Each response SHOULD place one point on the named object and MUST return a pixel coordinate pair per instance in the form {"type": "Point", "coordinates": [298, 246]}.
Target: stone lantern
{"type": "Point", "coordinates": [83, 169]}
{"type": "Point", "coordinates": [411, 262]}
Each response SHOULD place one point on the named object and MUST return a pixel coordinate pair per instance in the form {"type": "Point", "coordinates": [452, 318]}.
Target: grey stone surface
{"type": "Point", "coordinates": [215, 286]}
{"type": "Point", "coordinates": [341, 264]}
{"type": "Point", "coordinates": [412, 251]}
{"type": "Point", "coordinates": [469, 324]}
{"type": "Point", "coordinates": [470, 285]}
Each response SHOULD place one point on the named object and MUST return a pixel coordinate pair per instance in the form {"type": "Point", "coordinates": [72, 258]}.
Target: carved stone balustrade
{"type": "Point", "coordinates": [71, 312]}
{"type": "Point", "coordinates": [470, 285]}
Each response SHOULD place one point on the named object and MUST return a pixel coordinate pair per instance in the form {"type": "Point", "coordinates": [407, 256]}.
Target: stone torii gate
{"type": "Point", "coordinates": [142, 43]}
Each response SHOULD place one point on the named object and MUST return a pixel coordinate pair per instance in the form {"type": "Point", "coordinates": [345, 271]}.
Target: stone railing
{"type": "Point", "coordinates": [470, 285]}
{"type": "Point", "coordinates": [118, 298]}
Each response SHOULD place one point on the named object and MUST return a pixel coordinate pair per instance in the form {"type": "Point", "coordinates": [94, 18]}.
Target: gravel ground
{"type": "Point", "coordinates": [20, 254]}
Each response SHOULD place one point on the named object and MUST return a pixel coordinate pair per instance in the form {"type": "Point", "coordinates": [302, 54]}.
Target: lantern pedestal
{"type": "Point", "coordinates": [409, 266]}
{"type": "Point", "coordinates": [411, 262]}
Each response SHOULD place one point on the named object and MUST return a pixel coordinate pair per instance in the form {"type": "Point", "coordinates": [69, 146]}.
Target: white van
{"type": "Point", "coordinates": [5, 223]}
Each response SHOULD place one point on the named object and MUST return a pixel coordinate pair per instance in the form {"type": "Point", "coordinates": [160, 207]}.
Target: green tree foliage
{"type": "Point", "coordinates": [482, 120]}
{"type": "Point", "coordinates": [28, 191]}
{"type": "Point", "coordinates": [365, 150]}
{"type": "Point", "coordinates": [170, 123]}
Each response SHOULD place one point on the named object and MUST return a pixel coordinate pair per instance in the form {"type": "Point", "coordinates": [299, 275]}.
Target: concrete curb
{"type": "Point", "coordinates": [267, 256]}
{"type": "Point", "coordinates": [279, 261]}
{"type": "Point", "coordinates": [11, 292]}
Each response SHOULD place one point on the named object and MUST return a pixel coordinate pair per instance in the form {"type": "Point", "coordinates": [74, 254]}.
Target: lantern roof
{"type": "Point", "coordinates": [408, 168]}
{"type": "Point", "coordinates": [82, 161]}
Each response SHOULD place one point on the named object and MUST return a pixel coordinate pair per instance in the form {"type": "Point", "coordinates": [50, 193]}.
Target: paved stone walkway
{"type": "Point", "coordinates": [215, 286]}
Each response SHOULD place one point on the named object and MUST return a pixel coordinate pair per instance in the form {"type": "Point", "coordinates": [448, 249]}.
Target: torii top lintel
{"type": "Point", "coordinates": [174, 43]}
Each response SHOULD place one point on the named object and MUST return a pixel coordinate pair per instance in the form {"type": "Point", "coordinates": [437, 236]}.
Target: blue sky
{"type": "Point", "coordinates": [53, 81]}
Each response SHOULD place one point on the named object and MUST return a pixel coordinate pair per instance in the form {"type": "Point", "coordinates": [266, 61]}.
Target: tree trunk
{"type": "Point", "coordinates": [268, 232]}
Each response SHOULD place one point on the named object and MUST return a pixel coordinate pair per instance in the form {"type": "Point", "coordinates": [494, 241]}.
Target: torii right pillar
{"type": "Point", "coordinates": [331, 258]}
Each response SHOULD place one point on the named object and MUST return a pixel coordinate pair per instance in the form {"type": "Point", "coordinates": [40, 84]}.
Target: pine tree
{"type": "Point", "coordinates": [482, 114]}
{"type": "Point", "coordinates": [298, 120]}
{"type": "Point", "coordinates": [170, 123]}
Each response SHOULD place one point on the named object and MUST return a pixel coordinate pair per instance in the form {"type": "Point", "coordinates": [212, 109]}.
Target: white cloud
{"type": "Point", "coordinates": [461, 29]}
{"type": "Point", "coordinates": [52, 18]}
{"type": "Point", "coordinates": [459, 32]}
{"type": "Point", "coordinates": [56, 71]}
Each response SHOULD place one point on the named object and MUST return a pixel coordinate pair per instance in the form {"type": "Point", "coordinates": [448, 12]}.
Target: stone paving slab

· · · · · · ·

• [To be done] Every line of the material must be returned exactly as it appears.

• [Exercise solution]
Each response SHOULD place one point on the named object and MUST return a pixel coordinate pair per instance in the form {"type": "Point", "coordinates": [298, 246]}.
Target: stone lantern
{"type": "Point", "coordinates": [83, 169]}
{"type": "Point", "coordinates": [411, 262]}
Each response SHOULD place one point on the named object and MUST return a pixel coordinate pair per instance in the form {"type": "Point", "coordinates": [452, 318]}.
Target: grey stone surface
{"type": "Point", "coordinates": [215, 286]}
{"type": "Point", "coordinates": [341, 264]}
{"type": "Point", "coordinates": [412, 251]}
{"type": "Point", "coordinates": [469, 324]}
{"type": "Point", "coordinates": [470, 285]}
Each response SHOULD place one point on the named object and MUST return a pixel coordinate pair per instance in the form {"type": "Point", "coordinates": [72, 258]}.
Target: carved stone balustrade
{"type": "Point", "coordinates": [71, 312]}
{"type": "Point", "coordinates": [470, 285]}
Each response SHOULD place one point on the named object and MUST return a pixel coordinate pair per instance in the form {"type": "Point", "coordinates": [407, 256]}.
Target: stone torii gate
{"type": "Point", "coordinates": [142, 43]}
Each response SHOULD place one point on the named object and MUST return a pixel coordinate pair per instance in the form {"type": "Point", "coordinates": [345, 271]}.
Target: stone railing
{"type": "Point", "coordinates": [470, 285]}
{"type": "Point", "coordinates": [118, 298]}
Each response SHOULD place one point on the named object and MUST return a pixel coordinate pair per instance in the form {"type": "Point", "coordinates": [94, 18]}.
Target: gravel ground
{"type": "Point", "coordinates": [20, 254]}
Each response SHOULD place one point on the named object and MUST return a pixel coordinate pair per instance in the form {"type": "Point", "coordinates": [302, 54]}.
Target: lantern pedestal
{"type": "Point", "coordinates": [409, 266]}
{"type": "Point", "coordinates": [411, 262]}
Each response SHOULD place one point on the named object and MUST return a pixel coordinate pair per instance in the form {"type": "Point", "coordinates": [69, 146]}.
Target: white van
{"type": "Point", "coordinates": [5, 223]}
Each response SHOULD place one point on the named object and MUST return a pixel coordinate pair per instance in the form {"type": "Point", "coordinates": [160, 207]}.
Target: green tree foliage
{"type": "Point", "coordinates": [482, 120]}
{"type": "Point", "coordinates": [28, 191]}
{"type": "Point", "coordinates": [365, 150]}
{"type": "Point", "coordinates": [170, 123]}
Each response SHOULD place one point on the named object and MUST return a pixel coordinate pair per instance in the form {"type": "Point", "coordinates": [299, 275]}.
Target: concrete curb
{"type": "Point", "coordinates": [267, 256]}
{"type": "Point", "coordinates": [279, 261]}
{"type": "Point", "coordinates": [11, 292]}
Each response SHOULD place one point on the named object and MUST return a pixel coordinate pair per instance in the form {"type": "Point", "coordinates": [74, 254]}.
Target: lantern roof
{"type": "Point", "coordinates": [408, 168]}
{"type": "Point", "coordinates": [82, 161]}
Each response SHOULD place one point on the named object and MUST return a pixel coordinate pair per instance in the form {"type": "Point", "coordinates": [50, 193]}.
Target: paved stone walkway
{"type": "Point", "coordinates": [215, 286]}
Each response SHOULD place one point on the named object and MUST return a pixel coordinate pair per instance in the form {"type": "Point", "coordinates": [448, 249]}.
Target: torii top lintel
{"type": "Point", "coordinates": [174, 43]}
Each response SHOULD place one point on the named object and MUST return a pixel coordinate pair per instance in the form {"type": "Point", "coordinates": [437, 236]}.
Target: blue sky
{"type": "Point", "coordinates": [53, 81]}
Each response SHOULD place one point on the named object and MUST return a pixel coordinate pair per instance in the form {"type": "Point", "coordinates": [266, 61]}.
Target: tree trunk
{"type": "Point", "coordinates": [268, 232]}
Each response SHOULD place one point on the named object and MUST return a pixel coordinate pair per instance in the form {"type": "Point", "coordinates": [494, 241]}.
Target: torii right pillar
{"type": "Point", "coordinates": [331, 258]}
Each response SHOULD place one point on the named object and MUST return a pixel coordinate pair per instance in the form {"type": "Point", "coordinates": [40, 84]}.
Target: pine tree
{"type": "Point", "coordinates": [482, 114]}
{"type": "Point", "coordinates": [298, 120]}
{"type": "Point", "coordinates": [170, 123]}
Each response SHOULD place one point on the named object and MUST return a pixel coordinate pair per instance in the form {"type": "Point", "coordinates": [212, 109]}.
Target: white cloud
{"type": "Point", "coordinates": [461, 29]}
{"type": "Point", "coordinates": [52, 18]}
{"type": "Point", "coordinates": [459, 32]}
{"type": "Point", "coordinates": [56, 71]}
Each response SHOULD place one point on the named object and MUST return a pixel coordinate pair per instance in the form {"type": "Point", "coordinates": [448, 12]}.
Target: stone paving slab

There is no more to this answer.